在下列记录中，从包含“the guitar sound”的那一行开始，一直到包含“[[392, 325, 425, 361], [381, 312, 436, 373]]”的那一行为止，将“sound hole”替换为“soundhole”，其余部分保持不变，并写出这几行。

++++++++++++++++++++

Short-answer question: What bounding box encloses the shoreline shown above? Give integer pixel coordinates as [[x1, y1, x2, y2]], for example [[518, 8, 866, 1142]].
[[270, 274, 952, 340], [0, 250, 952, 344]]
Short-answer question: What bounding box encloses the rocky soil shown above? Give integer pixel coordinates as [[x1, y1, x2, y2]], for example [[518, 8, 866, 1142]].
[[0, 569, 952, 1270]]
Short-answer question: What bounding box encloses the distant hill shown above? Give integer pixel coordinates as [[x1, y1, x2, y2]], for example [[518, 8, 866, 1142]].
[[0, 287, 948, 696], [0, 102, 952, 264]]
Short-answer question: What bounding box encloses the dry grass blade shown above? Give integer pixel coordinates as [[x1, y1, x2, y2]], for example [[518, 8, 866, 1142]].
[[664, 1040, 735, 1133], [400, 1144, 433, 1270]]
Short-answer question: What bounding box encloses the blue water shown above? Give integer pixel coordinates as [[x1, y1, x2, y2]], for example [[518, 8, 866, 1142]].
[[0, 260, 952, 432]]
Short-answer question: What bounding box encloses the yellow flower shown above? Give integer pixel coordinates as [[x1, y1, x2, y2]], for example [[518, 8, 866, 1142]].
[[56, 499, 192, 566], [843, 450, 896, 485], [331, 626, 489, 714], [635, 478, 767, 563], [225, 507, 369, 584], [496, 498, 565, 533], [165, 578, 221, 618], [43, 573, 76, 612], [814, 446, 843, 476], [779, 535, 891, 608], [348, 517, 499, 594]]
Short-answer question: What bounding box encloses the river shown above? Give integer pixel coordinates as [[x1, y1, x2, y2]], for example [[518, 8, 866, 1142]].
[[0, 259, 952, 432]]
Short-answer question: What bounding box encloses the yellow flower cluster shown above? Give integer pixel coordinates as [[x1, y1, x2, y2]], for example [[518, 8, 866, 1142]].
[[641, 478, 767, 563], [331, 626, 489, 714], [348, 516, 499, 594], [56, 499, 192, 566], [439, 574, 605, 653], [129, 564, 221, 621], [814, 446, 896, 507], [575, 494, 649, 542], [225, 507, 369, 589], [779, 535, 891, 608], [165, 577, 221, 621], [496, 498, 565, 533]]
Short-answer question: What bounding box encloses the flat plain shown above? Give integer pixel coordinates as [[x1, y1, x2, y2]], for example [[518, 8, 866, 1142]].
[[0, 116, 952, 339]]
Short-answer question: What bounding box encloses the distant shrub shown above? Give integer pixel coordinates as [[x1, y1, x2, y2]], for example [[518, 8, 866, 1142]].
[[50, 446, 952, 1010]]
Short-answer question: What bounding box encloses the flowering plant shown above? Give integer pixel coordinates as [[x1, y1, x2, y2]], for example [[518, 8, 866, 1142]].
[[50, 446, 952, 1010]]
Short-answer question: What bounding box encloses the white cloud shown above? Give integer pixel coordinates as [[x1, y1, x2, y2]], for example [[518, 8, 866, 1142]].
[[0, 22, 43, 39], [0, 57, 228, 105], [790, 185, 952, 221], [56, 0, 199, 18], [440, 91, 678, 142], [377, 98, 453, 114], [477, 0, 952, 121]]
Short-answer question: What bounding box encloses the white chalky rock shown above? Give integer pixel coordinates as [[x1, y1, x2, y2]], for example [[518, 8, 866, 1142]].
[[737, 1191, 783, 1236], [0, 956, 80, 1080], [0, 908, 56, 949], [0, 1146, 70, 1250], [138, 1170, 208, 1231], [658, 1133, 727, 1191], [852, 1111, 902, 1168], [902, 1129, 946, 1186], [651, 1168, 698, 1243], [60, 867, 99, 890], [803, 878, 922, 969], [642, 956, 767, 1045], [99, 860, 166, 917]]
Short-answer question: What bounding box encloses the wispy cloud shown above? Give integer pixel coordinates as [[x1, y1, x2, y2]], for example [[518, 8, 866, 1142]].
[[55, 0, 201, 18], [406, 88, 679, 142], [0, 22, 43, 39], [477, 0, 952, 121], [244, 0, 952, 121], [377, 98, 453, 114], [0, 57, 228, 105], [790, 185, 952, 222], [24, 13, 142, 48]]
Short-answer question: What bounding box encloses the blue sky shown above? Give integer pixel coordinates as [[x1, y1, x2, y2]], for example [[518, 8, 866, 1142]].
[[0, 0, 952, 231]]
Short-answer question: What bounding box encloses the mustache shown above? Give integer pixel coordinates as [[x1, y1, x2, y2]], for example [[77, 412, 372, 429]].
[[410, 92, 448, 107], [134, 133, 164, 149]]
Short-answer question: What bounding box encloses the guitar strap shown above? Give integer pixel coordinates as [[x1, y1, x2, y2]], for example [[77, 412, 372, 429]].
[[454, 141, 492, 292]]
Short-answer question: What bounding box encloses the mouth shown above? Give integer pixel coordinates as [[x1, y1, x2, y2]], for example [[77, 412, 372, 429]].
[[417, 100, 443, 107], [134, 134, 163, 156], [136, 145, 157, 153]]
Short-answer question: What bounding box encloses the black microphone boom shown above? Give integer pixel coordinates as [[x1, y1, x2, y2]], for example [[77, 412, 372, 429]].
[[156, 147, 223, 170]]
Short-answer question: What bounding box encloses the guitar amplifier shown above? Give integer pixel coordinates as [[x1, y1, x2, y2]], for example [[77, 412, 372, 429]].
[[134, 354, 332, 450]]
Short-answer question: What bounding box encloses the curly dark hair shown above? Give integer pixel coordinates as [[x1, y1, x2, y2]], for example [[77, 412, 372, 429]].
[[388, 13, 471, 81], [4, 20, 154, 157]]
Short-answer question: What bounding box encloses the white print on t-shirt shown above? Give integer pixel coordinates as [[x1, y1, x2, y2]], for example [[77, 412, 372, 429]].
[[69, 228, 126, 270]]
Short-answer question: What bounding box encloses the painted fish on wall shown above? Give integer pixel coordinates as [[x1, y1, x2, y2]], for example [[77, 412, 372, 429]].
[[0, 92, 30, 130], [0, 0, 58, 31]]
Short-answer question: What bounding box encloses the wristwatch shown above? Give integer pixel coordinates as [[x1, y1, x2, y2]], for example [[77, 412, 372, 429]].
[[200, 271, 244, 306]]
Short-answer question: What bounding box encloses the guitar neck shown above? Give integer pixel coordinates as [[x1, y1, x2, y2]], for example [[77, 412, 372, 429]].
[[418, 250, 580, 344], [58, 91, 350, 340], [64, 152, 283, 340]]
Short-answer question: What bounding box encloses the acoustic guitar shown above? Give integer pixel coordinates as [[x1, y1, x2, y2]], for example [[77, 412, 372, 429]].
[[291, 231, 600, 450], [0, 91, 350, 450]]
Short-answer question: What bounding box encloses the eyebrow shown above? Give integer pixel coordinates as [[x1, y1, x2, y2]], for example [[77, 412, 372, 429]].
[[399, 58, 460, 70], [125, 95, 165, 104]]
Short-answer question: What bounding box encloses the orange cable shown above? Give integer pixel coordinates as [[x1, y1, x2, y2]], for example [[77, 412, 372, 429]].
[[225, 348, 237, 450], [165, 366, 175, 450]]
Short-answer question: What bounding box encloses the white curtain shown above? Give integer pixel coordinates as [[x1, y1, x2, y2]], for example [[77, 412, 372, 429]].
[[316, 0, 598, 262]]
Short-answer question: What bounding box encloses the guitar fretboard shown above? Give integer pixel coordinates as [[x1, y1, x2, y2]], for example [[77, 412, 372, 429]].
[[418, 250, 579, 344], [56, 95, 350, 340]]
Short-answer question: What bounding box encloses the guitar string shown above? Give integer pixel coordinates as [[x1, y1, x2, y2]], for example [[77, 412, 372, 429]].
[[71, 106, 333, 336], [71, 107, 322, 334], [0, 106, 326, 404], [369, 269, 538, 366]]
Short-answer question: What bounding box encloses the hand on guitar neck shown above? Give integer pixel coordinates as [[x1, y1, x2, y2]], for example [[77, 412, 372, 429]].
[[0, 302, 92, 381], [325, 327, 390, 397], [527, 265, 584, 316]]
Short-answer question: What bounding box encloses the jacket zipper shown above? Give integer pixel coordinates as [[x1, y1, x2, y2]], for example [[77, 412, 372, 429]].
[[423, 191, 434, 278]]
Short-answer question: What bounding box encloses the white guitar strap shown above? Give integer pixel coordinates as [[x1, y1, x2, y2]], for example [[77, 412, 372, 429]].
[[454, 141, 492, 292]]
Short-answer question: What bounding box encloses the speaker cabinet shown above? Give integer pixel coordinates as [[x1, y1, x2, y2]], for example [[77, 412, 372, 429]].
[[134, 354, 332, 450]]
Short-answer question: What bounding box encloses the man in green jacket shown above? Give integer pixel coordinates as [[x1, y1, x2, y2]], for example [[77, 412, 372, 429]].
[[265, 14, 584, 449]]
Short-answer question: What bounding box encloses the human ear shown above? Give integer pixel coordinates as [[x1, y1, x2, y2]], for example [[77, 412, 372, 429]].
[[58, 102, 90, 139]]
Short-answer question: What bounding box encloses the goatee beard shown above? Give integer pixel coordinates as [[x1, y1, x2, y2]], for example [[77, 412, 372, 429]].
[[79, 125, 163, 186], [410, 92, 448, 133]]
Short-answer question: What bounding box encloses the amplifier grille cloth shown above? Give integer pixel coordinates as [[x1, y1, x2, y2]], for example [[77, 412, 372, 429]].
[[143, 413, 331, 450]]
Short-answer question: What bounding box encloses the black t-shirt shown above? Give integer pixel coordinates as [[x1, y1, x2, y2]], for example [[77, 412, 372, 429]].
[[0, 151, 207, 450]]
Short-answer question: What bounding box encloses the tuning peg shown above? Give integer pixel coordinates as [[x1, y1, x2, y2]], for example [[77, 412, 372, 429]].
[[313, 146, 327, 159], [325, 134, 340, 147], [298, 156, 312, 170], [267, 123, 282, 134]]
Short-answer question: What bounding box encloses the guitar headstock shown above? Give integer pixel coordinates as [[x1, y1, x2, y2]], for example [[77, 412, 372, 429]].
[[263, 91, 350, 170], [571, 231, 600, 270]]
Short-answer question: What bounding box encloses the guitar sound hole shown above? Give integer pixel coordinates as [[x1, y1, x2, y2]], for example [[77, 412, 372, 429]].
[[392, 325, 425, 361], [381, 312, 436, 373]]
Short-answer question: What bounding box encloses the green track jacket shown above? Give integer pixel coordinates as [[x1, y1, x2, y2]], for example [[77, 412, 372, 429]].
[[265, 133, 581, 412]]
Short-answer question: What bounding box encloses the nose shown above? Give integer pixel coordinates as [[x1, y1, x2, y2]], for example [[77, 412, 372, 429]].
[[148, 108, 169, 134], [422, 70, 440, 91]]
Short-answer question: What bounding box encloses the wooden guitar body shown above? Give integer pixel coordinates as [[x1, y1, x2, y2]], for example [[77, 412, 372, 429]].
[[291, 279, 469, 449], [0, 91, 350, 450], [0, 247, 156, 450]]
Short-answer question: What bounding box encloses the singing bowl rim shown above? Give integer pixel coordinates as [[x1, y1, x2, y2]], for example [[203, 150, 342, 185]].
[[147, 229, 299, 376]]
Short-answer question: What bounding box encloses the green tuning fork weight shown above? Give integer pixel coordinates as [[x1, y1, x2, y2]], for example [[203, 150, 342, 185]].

++++++++++++++++++++

**任务结果**
Short-answer question: What bounding box encloses the guitar soundhole shown above? Give integer pixel coordinates as [[x1, y1, x2, y2]], for example [[77, 412, 372, 429]].
[[392, 325, 425, 361], [381, 312, 436, 373]]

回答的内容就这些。